======== Textauszug

Polizei-Seminar an der Uni Hannover: Racial Profiling ausgespart
An der Leibniz Uni hält ein Soziologe und Polizist ein Seminar über Polizei. Asta und Fachrat kritisieren mangelnde wissenschaftliche Distanz.
„Zu unkritisch“ finden der Asta der Leibniz Universität Hannover (LUH) und der studentische Fachrat Sozialwissenschaften (SoWi) den neuen Dozenten dennoch. Die Polizei gerate fast täglich durch strukturellen Machtmissbrauch, Rassismus und Rechtsextremismus in den Blick der Öffentlichkeit. Regelmäßig komme es zu Todesfällen von durch Rassismus betroffenen Menschen in Gewahrsam oder bei Abschiebungen. Trotz entsprechender akademischer Qualifikation stehe eine aktive Tätigkeit für die Behörde einer kritischen Auseinandersetzung mit der eigenen Institution im Wege.
Besonders eine von Ackers jüngeren Publikationen kritisieren Asta und Fachrat. „Die deutsche Racial-Profiling-Debatte: Stigmatisierung der uniformierten Polizei?“, erschienen in Ausgabe 4/2020 der „unabhängigen interdisziplinären Zeitschrift“ Polizei & Wissenschaft. Das Magazin versteht sich als Angelpunkt zwischen Theorie und Praxis der Polizeiarbeit. Aufbauend auf Begriffsdefinitionen geht es in dem Text um die Frage, ob die Polizei in Deutschland rassistisch geprägtes Racial Profiling betreibe und welche Konsequenzen die öffentlich geführte Debatte haben könne.
Vor allem das Fazit des Textes, dass polizeiliche Arbeit nicht rassistisch geprägt sei, ist den Studierenden ein Dorn im Auge. Das sei „eine gewagte These für jemanden, der selbst Begriffe wie ‚Subsahara-Afrikaner‘ nutzt und 'vermeintliches Racial Profiling’ mit 'vermeintlicher uniform stigmatization’ auf eine Stufe stellt“, heißt es in einer Pressemitteilung von Asta und Fachrat SoWi.
Der Ring Christlich-Demokratischer Studierender (RCDS) wittert in den kritischen Äußerungen eine Diffamierung und springt Acker zur Seite. Der Präsident der LUH, Volker Epping, sieht in einem Interview mit der Hannoverschen Allgemeinen Zeitung „Cancel Culture“ auf dem Vormarsch.

================

- _Aufgaben_:
A - Wie lautet der Satz „Das Magazin versteht sich als Angelpunkt zwischen Theorie und Praxis der Polizeiarbeit.“ aus dem Artikel über das Polizei-Seminar auf Englisch?
B - Führe den Artikel über das Polizei-Seminar an der Uni Hannover im Anschluss an seinen letzten Satz weiter.

======== Bereitgestellte Daten

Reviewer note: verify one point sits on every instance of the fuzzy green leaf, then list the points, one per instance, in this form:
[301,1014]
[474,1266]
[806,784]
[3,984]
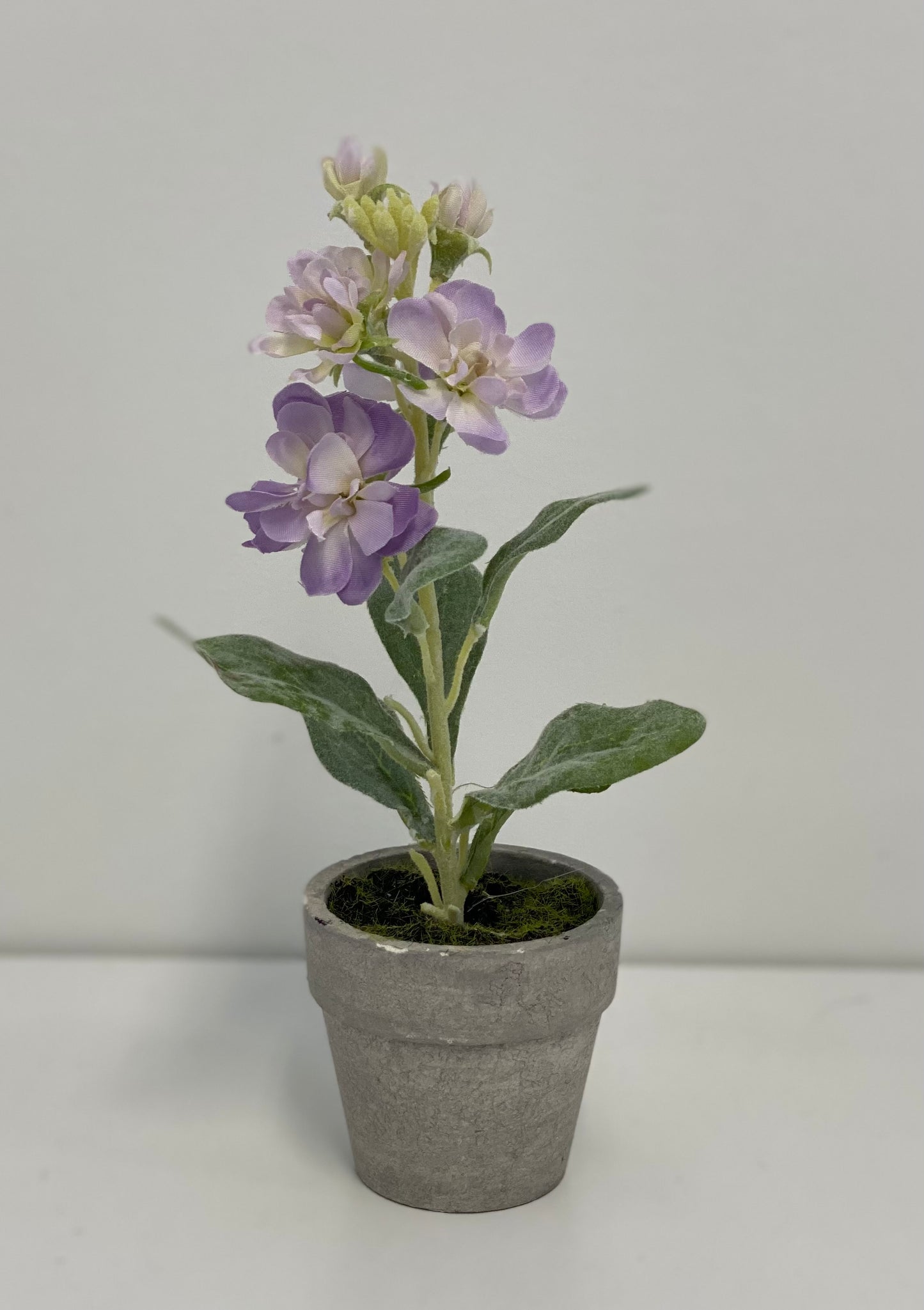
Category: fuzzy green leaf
[458,598]
[443,552]
[547,527]
[588,749]
[325,693]
[363,765]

================

- _Lösungen_:
A - The magazine sees itself as a pivot between the theory and practice of police work.

B -
Auch der Institutsleiter Matthias Bös bekräftigt gegenüber der taz seine Unterstützung für den Dozenten und verweist darauf, dass Asta und Fachrat nicht alle Studierenden repräsentierten. Laut seiner Einschätzung als Soziologe, schreibt Bös, lägen hier Anzeichen von Diskriminierung vor. Gemeint sei die Unterstellung, dass eine Person, die in einer Organisation arbeite, dieser gegenüber niemals eine kritische Haltung einnehmen könne. „Tatsächlich bin ich der Meinung, dass dies möglich ist, und nach Sichtung der Unterlagen von Herrn Acker auch bei diesem eine kritische Haltung vorliegt.“ Der Seminarplan und die Publikationen Ackers seien selbstverständlich geprüft worden. Aus denen gehe hervor, so Bös, dass in diesem Seminar auch der Aspekt des institutionellen Rassismus bei der Polizei vorkommen werde.
Ein*e Seminarteilnehmer*in, die*der aus Angst vor Konsequenzen lieber anonym bleiben will, berichtet der taz, in der Einführungsvorlesung hätten sich Vorbehalte nun eher bestätigt. So soll Acker auf die Frage, warum Racial Profiling nun doch nicht mehr im Ablaufplan des Seminars auftauche, geantwortet haben, es gebe ein ganzes Seminar, in dem die Begriffe 'Rasse, Ethnie und Klasse’ aufbereitet würden. Aufgrund der Stoffmenge müsse dies in seinem Seminar ausfallen.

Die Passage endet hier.